[Coordinate annotation records]
'''

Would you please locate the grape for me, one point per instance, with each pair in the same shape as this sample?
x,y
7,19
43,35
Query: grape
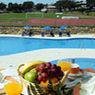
x,y
44,75
40,78
47,71
48,65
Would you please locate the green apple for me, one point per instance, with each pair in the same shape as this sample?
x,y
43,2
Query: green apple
x,y
30,76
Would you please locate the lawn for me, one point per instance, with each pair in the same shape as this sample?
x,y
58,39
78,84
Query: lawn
x,y
13,18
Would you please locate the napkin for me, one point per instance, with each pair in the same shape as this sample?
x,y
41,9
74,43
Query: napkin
x,y
88,87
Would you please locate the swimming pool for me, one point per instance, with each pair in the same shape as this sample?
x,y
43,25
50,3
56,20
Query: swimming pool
x,y
13,45
82,62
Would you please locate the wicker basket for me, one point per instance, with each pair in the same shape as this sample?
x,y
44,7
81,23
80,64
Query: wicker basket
x,y
36,89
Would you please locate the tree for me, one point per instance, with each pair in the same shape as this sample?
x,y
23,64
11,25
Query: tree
x,y
91,3
28,5
39,6
2,6
10,6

'''

■ The task ■
Could you give every line of the records above as a numbered list, skipping any blank lines and leaving the pictures out?

■ Answer to the exercise ■
1. Would you please locate the grape for me, one point per instance, with each pair in the same shape as this sample?
2. x,y
3. 7,19
4. 43,35
5. Query: grape
6. x,y
7. 44,75
8. 40,78
9. 47,71
10. 48,65
11. Would you please locate the green apple for me, one point per instance, with each pair in the same shape as this sample?
12. x,y
13. 43,2
14. Query: green apple
15. x,y
16. 30,76
17. Would you please locate the lawn for me, one point per instance, with each pair in the same shape as this sample?
18. x,y
19. 58,39
20. 78,84
21. Query: lawn
22. x,y
23. 13,18
24. Would you please locate the napkin for me, one point per instance, with each pair in the same shape as this sample?
25. x,y
26. 41,9
27. 74,43
28. Query: napkin
29. x,y
30. 88,87
31. Would you please locate the swimming pool for me, one point per instance, with each pair in the same shape as this sample?
32. x,y
33. 43,25
34. 50,3
35. 56,20
36. Query: swimming pool
37. x,y
38. 13,45
39. 82,62
40. Would you please locate the wicker basket for me, one point per instance, with each pair in the same shape as this sample?
41. x,y
42. 44,7
43. 81,23
44. 80,64
45. Query: wicker basket
46. x,y
47. 36,89
48. Would you please locate the tree for me, one point per instance, with each pair in the same shape as this sample?
49. x,y
50. 23,64
51. 11,25
52. Query: tree
53. x,y
54. 91,3
55. 28,5
56. 39,6
57. 2,6
58. 10,6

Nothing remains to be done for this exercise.